--- START OF RAW DATA ---

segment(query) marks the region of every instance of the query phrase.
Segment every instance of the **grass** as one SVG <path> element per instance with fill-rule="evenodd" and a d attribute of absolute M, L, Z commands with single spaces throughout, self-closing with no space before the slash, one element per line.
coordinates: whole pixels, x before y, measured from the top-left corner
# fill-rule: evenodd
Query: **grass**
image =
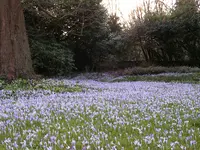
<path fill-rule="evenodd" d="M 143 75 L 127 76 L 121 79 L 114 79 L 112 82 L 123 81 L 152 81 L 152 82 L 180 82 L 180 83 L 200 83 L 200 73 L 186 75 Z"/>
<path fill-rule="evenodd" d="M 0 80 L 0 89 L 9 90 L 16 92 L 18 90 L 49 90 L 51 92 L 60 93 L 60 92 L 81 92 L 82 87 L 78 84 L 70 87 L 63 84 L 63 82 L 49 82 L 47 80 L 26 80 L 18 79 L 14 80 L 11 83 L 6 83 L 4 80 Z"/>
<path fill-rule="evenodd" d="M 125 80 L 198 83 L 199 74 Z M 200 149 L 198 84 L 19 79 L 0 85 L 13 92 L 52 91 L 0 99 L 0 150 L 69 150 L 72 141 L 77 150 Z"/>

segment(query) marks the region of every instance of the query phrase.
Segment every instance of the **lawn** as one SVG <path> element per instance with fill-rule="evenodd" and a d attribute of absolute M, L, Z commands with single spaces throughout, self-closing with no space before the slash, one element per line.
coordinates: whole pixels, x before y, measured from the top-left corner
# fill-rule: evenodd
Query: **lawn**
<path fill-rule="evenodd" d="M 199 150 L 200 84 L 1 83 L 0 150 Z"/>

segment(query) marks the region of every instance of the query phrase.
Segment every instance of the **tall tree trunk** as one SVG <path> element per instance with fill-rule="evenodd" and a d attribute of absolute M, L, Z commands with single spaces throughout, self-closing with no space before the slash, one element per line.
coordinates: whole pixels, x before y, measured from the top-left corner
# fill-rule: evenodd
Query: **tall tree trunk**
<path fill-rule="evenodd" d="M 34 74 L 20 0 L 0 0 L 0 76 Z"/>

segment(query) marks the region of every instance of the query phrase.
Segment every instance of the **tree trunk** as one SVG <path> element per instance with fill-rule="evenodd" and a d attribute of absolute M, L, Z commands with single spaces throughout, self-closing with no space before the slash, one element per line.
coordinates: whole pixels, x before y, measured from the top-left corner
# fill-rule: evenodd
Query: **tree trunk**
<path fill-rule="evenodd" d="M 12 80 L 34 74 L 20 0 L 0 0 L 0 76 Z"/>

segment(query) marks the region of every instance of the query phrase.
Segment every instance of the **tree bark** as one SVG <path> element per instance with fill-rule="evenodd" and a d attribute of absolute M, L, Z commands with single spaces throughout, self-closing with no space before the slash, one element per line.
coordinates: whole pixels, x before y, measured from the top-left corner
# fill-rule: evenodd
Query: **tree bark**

--- END OF RAW DATA ---
--- START OF RAW DATA ---

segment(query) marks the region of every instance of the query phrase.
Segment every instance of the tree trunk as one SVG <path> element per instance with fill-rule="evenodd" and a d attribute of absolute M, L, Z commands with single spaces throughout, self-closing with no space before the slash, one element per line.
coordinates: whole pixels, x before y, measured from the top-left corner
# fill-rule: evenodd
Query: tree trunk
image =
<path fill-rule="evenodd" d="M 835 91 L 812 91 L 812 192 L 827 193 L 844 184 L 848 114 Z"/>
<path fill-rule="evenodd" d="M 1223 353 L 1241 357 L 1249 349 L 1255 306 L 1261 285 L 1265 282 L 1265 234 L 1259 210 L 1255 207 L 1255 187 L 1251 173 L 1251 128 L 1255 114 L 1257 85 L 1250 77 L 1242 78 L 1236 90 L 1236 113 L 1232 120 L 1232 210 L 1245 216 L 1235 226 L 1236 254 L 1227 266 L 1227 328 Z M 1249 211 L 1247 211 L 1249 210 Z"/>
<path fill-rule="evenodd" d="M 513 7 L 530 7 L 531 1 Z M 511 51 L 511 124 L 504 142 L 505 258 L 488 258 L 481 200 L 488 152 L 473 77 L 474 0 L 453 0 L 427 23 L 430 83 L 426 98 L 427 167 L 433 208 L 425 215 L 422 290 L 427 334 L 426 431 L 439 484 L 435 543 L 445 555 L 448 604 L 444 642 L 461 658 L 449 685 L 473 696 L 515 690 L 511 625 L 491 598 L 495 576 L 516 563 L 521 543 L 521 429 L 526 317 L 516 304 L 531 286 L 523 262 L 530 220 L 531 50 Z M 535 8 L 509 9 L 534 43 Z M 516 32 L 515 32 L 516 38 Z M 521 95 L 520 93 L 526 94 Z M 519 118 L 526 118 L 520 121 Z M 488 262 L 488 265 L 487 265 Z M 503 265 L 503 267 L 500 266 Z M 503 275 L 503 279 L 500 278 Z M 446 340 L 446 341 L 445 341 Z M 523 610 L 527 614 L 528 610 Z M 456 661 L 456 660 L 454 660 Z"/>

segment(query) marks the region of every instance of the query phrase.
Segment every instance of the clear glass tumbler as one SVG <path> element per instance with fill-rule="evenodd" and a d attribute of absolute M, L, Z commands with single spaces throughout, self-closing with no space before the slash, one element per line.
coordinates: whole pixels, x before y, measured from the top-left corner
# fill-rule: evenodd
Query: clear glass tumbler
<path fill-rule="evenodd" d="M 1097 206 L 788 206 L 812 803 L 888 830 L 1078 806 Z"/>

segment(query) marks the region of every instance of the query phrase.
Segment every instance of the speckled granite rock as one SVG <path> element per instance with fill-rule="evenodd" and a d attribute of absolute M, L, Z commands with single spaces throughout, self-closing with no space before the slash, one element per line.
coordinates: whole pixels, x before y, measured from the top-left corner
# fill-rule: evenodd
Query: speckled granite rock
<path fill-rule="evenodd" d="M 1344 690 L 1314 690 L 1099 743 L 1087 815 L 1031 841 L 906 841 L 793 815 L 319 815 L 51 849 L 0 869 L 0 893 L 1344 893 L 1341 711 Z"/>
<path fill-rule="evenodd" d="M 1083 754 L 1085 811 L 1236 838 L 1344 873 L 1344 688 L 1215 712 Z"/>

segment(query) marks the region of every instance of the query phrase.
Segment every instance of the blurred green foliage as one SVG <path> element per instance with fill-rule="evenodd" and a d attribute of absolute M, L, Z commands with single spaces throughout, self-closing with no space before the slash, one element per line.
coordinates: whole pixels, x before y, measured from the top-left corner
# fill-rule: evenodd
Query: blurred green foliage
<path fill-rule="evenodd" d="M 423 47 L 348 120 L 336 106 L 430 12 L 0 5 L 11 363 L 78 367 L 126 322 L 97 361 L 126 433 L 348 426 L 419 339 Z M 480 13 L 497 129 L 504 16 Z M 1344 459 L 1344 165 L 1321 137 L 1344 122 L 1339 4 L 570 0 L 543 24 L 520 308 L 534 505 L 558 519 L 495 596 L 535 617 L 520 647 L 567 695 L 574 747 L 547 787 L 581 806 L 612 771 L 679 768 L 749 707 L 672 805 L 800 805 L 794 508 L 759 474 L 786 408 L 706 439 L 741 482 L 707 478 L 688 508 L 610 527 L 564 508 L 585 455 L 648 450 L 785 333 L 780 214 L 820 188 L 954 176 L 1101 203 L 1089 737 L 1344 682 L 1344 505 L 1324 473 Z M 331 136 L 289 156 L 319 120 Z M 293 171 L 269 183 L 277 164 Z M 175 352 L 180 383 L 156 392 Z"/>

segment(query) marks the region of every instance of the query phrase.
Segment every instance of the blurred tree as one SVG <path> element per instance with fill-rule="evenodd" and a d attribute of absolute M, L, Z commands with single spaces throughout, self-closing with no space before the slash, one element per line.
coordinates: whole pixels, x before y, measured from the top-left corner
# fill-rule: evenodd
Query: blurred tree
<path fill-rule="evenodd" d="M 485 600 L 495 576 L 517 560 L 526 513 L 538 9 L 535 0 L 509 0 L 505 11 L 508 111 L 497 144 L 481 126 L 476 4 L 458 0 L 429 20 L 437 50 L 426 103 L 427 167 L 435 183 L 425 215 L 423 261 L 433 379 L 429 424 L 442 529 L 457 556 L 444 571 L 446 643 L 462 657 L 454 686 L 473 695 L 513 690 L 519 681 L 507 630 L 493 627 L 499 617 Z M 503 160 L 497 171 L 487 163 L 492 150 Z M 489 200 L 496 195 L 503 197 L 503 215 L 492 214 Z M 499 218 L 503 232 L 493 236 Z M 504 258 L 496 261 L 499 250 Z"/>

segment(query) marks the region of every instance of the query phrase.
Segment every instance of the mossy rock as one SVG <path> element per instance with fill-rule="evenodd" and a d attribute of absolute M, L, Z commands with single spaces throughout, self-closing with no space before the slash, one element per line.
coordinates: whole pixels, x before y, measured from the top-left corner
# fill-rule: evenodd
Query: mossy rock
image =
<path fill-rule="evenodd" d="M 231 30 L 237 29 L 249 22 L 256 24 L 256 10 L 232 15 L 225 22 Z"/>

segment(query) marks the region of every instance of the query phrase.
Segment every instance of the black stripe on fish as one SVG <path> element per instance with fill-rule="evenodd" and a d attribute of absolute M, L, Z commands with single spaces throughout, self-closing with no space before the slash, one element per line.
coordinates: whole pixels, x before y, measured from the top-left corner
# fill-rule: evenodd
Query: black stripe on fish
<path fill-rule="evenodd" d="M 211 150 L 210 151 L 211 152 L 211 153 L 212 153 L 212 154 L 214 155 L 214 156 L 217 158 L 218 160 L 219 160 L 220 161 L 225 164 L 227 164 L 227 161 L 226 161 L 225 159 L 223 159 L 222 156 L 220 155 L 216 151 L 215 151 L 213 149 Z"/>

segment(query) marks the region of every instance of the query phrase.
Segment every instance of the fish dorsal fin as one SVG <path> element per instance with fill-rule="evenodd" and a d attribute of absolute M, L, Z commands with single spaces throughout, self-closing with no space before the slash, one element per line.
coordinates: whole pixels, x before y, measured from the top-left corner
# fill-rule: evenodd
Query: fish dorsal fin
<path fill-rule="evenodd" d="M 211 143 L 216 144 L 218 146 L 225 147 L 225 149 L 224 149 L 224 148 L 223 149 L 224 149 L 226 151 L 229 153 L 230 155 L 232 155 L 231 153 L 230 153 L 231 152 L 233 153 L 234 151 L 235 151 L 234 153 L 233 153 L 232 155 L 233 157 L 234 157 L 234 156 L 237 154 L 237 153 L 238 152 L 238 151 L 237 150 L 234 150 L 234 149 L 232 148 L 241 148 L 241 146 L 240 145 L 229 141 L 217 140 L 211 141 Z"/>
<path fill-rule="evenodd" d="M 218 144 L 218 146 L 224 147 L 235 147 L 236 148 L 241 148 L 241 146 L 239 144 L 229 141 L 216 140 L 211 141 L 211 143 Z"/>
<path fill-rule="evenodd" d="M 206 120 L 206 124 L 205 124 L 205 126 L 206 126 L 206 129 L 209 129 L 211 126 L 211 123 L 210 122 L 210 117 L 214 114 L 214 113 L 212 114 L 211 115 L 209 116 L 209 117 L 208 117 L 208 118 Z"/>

--- END OF RAW DATA ---
--- START OF RAW DATA ---

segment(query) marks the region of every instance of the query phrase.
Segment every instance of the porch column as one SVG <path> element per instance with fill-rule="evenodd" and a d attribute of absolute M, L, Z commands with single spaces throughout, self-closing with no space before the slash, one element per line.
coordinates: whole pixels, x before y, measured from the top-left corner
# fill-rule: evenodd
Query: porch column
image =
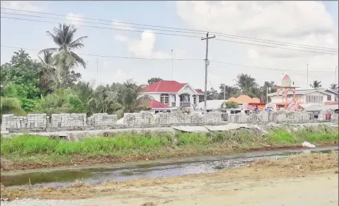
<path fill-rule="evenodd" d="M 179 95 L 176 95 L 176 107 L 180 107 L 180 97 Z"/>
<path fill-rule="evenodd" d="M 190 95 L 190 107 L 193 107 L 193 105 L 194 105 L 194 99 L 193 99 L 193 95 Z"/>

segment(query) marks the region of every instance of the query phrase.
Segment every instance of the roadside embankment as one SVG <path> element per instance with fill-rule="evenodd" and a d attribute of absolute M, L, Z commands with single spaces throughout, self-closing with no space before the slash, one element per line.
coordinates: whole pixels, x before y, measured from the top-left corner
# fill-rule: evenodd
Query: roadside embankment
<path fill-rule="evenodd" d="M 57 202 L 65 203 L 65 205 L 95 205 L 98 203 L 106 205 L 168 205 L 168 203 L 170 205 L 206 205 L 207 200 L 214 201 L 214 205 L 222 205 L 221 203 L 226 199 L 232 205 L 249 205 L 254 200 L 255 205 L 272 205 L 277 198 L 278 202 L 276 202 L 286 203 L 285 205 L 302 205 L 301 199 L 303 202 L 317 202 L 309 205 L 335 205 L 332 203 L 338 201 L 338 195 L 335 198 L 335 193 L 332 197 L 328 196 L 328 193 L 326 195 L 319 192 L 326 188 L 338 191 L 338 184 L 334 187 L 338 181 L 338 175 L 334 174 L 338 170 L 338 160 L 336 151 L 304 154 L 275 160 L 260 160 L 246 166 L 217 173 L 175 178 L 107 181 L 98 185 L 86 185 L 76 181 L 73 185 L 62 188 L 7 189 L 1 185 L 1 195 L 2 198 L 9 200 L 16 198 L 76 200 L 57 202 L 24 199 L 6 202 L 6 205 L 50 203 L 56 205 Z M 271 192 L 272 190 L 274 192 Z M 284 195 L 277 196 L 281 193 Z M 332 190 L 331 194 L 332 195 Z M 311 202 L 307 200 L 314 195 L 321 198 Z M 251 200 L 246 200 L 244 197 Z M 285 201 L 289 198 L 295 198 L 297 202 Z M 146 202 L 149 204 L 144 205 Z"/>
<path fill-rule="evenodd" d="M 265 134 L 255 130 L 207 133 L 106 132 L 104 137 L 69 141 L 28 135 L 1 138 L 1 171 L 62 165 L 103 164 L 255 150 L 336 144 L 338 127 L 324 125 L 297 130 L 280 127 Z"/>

--- END OF RAW DATA ---

WORK REQUIRED — Report each line of the records that contains the string "granite", copying every such line in full. Treat the match as case-sensitive.

RESULT FOR THIS EXERCISE —
Segment every instance of the speckled granite rock as one SVG <path> element per instance with fill-rule="evenodd" and a d attribute of absolute M, L, Z commands with single spaces throughout, self-closing with no space before the slash, one element per line.
Query: speckled granite rock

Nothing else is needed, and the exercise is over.